A block of data:
--------

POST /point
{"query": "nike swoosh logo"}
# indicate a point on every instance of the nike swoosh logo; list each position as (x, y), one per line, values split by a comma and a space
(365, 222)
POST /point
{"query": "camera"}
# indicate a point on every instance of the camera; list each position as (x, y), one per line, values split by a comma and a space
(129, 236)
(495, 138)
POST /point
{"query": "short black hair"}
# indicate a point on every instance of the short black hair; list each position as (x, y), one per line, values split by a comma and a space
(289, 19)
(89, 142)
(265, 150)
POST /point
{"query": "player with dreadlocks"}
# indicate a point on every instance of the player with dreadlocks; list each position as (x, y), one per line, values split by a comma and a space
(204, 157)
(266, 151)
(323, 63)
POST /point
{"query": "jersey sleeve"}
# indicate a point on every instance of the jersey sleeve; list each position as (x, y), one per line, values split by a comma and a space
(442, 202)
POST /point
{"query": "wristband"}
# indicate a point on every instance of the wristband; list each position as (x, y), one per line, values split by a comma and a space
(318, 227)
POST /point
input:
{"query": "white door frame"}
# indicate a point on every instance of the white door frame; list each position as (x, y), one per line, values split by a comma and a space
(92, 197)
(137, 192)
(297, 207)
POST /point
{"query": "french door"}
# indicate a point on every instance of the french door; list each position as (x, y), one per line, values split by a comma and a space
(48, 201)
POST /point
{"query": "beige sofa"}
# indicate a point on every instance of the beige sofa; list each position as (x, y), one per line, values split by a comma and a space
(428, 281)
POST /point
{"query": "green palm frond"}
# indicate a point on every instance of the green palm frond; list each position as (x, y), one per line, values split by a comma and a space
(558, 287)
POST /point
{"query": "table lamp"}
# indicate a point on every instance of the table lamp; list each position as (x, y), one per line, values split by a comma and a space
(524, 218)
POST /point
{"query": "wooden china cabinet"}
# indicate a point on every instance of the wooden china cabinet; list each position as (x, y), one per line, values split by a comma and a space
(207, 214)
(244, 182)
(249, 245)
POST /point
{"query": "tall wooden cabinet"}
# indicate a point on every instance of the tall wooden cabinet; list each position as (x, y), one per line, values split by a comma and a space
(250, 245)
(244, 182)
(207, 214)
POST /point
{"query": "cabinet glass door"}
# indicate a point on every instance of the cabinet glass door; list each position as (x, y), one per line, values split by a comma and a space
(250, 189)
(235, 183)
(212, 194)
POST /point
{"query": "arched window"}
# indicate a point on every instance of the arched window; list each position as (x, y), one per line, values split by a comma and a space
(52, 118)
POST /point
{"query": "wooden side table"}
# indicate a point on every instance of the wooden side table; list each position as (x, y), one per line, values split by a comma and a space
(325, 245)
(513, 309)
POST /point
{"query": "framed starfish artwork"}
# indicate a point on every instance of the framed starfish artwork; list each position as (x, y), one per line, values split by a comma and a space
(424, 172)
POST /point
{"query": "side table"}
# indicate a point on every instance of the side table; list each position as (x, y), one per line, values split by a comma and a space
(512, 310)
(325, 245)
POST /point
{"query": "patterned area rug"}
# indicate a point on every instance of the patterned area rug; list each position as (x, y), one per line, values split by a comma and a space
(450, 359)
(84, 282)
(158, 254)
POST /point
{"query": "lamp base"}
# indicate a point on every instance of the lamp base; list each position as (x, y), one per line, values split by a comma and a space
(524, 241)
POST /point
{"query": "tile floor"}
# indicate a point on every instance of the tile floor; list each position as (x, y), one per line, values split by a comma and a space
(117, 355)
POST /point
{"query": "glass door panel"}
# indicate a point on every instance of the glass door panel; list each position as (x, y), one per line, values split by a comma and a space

--------

Instruction:
Repeat the entries above exactly, leaving nothing out.

Result for this task:
POST /point
{"query": "nike swoosh logo"}
# indicate a point on every instance of the nike swoosh logo; list each position as (x, y), one per line, values split by a comma and a space
(365, 222)
POST /point
{"query": "camera"}
# indicate a point on every instance of the camera; list each position as (x, y), one per line, values split by a comma and a space
(129, 236)
(495, 138)
POST /point
{"query": "short black hair"}
# indicate a point on every instance of the short black hair; list each position as (x, y), one per line, values split by a comma and a space
(289, 19)
(89, 142)
(265, 150)
POST /point
{"query": "player with dreadlocks"}
# indicate a point on every instance of the player with dreadlocks; list each position as (x, y), one per line, values split by a comma and a space
(204, 157)
(266, 151)
(323, 63)
POST /point
{"query": "jersey sleeve"}
# indicate a point on every instance of the jersey sleeve; list each position as (x, y), one per line, values split by a comma and a space
(442, 202)
POST /point
{"query": "wristband"}
# indicate a point on every instance of the wristband; list each position as (x, y), one per line, values split by a comma and a space
(318, 227)
POST /point
input:
{"query": "white door frame"}
# indicate a point on every instance of the white door frame; list each position as (x, y), one per line, values split by a comma and a space
(92, 197)
(137, 192)
(297, 207)
POST /point
{"query": "french door"}
# indicate a point on every instance of the french door; list each position as (x, y), one per line, values split by a comma and a space
(48, 201)
POST /point
{"query": "beige sofa"}
# indicate a point on every instance of the beige sofa; list each position as (x, y), one per line, values split by a comma and a space
(428, 281)
POST /point
{"query": "green palm frond"}
# indicate a point on every instance of the green palm frond; list each position as (x, y), one per line, values split by a comma and a space
(558, 287)
POST /point
{"query": "table lamp"}
# indicate a point on every instance of the table lamp; list each position as (x, y), one per line, values split by a comma and a space
(524, 218)
POST /point
{"query": "wooden china cabinet"}
# indicate a point on every instance of the wooden china cabinet; list each position as (x, y), one per line, values split by a comma and a space
(207, 214)
(244, 182)
(249, 245)
POST /point
{"query": "tall wooden cabinet"}
# indicate a point on every instance of the tall wooden cabinet; list each position as (x, y), one per line, values split by a comma and a space
(250, 245)
(244, 182)
(207, 214)
POST /point
{"query": "cabinet glass door"}
# indicate a point on every instance of the cabinet glass door; list each position as (x, y), one per line, values split by a comma and a space
(250, 189)
(235, 183)
(212, 194)
POST /point
{"query": "arched window"}
# indicate a point on every instance of the arched window; list each position as (x, y), one per line, values split by a comma and a space
(52, 118)
POST /point
{"query": "wooden side table"}
# indicate a point on every instance of the wooden side table; list each position as (x, y), one per line, values split by a comma and a space
(325, 245)
(513, 309)
POST /point
{"query": "framed starfish artwork"}
# indicate a point on every instance of the framed starfish artwork; list each position as (x, y), one per line, values split by a comma and a space
(424, 172)
POST /point
{"query": "side table"}
# indicate a point on every instance of the side table; list each position as (x, y), one per line, values split by a comma and a space
(512, 310)
(325, 245)
POST /point
{"query": "patterned area rug"}
# indicate a point on every instance of the patterned area rug; list each position as (x, y), one per line, values split by a comma and a space
(450, 359)
(84, 282)
(158, 254)
POST /point
{"query": "lamp base"}
# indicate a point on every instance of the lamp base; list each position as (x, y), one per line, values split by a comma and a space
(524, 241)
POST /point
{"query": "tile floor"}
# indicate a point on every instance of the tile floor; list each position as (x, y), one per line, values split by a comma and a space
(117, 355)
POST /point
{"query": "glass door panel"}
# indicate a point on every instance of the glass door panel; list each position as (x, y), one per line, values split by a comma and a space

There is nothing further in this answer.